* **YOUR OBJECTIVE**
Reproduce word for word the text below on funding-market stress signals.

(TEXT SEGMENT Opens)

When the plumbing clogs: stress signals
When reserves approach scarcity, even a small shock moves funding rates, and that is the signal to watch. The reference episode remains September 2019, when repo rates jumped from about 2% to nearly 10% overnight after tax payments and Treasury settlements drained reserves, forcing the Fed to intervene. More recently, on October 31, 2025, the Fed injected about $29.4 billion through its standing repo facility, the largest one-day intervention since the early 2000s, during month-end stress with reserves at multi-year lows.
The leading indicators are well known: an effective fed funds rate moving toward, or above, the rate paid on reserves; repo rates widening; quarter-end pressure. A January 2026 Fed note on the “balance-sheet trilemma” formalizes it: as reserves fall relative to the stock of public debt, repo rates become more sensitive to TGA moves, Treasury issuance and quarter-end dates. The standing repo facility is now the ceiling designed to prevent another 2019.

(TEXT SEGMENT Closes)
(GIVEN INFORMATION Opens)

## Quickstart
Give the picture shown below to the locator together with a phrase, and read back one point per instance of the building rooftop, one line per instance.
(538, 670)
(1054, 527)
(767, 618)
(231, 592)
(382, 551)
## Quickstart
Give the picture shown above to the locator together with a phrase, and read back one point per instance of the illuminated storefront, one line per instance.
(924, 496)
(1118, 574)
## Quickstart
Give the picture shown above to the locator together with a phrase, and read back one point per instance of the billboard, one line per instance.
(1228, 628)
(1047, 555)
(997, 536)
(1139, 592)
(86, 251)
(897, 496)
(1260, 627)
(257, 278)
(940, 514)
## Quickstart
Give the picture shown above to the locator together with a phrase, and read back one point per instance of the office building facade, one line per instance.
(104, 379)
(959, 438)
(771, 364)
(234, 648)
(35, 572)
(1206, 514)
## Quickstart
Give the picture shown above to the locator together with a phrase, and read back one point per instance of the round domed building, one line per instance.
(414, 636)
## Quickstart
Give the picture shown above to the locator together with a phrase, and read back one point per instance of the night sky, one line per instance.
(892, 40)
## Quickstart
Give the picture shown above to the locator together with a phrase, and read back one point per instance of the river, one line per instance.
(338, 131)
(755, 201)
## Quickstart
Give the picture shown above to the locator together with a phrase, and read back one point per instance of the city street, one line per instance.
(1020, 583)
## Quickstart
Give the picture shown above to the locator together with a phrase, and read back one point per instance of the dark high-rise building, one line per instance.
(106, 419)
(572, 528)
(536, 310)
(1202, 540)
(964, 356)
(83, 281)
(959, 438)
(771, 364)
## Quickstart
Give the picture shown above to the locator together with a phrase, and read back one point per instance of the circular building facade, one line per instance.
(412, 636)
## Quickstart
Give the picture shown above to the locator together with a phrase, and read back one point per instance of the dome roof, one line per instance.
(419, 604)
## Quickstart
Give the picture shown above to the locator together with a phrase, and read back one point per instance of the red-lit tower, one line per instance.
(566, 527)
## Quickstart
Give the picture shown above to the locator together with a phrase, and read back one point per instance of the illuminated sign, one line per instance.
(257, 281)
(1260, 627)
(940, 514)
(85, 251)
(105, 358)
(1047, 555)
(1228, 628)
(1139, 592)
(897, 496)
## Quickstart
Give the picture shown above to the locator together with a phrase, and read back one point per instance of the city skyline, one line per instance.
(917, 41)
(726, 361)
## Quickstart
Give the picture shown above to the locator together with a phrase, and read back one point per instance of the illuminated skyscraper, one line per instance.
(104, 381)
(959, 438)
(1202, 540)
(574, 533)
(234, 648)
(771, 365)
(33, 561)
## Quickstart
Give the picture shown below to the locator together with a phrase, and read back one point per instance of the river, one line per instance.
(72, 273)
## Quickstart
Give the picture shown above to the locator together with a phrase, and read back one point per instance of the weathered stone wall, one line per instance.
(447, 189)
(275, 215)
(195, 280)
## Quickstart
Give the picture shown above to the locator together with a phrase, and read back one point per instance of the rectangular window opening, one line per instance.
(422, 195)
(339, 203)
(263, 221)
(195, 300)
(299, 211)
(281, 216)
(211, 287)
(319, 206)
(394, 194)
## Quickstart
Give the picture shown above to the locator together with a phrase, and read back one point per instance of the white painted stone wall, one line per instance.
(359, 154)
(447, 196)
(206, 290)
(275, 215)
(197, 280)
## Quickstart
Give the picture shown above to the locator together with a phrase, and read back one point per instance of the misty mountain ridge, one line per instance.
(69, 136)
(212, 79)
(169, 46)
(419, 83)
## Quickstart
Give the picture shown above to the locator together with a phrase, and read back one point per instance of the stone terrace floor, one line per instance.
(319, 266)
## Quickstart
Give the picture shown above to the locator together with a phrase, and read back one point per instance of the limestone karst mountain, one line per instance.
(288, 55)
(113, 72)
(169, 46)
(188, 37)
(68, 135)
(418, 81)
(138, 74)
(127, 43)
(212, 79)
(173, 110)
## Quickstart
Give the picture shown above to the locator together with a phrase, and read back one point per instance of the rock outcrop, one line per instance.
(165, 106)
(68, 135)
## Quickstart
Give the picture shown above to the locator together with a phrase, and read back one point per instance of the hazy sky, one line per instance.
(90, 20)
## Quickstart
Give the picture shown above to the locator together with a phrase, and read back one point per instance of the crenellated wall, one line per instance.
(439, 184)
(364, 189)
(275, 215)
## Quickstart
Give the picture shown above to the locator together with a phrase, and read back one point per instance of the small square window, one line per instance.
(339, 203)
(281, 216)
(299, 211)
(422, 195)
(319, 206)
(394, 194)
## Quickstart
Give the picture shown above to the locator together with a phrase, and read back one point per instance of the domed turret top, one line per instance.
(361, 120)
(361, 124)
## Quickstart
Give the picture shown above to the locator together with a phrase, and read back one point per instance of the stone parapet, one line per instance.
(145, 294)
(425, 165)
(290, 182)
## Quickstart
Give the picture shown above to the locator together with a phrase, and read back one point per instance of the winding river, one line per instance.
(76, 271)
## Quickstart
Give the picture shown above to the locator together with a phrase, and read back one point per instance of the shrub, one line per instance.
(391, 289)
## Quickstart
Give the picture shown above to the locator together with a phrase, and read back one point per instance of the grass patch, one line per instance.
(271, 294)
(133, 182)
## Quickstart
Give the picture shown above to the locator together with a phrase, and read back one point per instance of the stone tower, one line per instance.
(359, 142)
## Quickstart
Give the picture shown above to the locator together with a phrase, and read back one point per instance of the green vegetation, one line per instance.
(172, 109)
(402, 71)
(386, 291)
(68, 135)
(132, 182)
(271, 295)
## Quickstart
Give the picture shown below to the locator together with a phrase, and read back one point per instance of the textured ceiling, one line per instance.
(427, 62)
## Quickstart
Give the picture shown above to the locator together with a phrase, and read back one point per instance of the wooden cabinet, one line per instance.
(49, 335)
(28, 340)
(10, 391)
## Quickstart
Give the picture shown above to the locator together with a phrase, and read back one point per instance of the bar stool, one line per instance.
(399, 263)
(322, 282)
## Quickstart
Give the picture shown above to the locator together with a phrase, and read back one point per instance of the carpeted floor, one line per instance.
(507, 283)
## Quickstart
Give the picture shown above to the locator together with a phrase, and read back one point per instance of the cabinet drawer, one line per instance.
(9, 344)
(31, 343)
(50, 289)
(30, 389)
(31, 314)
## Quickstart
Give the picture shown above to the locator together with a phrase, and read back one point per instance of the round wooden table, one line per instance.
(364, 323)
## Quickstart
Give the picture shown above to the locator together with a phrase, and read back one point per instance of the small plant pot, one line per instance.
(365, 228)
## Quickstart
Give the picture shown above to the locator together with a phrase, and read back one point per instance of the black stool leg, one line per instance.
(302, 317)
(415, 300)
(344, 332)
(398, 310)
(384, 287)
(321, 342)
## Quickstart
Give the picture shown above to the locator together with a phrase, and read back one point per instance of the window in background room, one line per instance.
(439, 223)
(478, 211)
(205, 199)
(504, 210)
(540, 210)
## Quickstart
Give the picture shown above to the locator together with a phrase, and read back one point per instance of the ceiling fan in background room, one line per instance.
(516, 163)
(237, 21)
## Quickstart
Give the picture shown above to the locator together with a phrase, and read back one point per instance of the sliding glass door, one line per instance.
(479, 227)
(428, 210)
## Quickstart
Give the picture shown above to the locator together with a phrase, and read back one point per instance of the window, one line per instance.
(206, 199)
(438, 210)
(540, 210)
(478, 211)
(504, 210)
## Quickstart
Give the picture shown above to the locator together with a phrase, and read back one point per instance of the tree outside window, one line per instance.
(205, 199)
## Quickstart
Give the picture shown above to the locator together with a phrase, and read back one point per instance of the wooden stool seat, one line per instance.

(GIVEN INFORMATION Closes)

* **RESPONSE AREA**
When the plumbing clogs: stress signals
When reserves approach scarcity, even a small shock moves funding rates, and that is the signal to watch. The reference episode remains September 2019, when repo rates jumped from about 2% to nearly 10% overnight after tax payments and Treasury settlements drained reserves, forcing the Fed to intervene. More recently, on October 31, 2025, the Fed injected about $29.4 billion through its standing repo facility, the largest one-day intervention since the early 2000s, during month-end stress with reserves at multi-year lows.
The leading indicators are well known: an effective fed funds rate moving toward, or above, the rate paid on reserves; repo rates widening; quarter-end pressure. A January 2026 Fed note on the “balance-sheet trilemma” formalizes it: as reserves fall relative to the stock of public debt, repo rates become more sensitive to TGA moves, Treasury issuance and quarter-end dates. The standing repo facility is now the ceiling designed to prevent another 2019.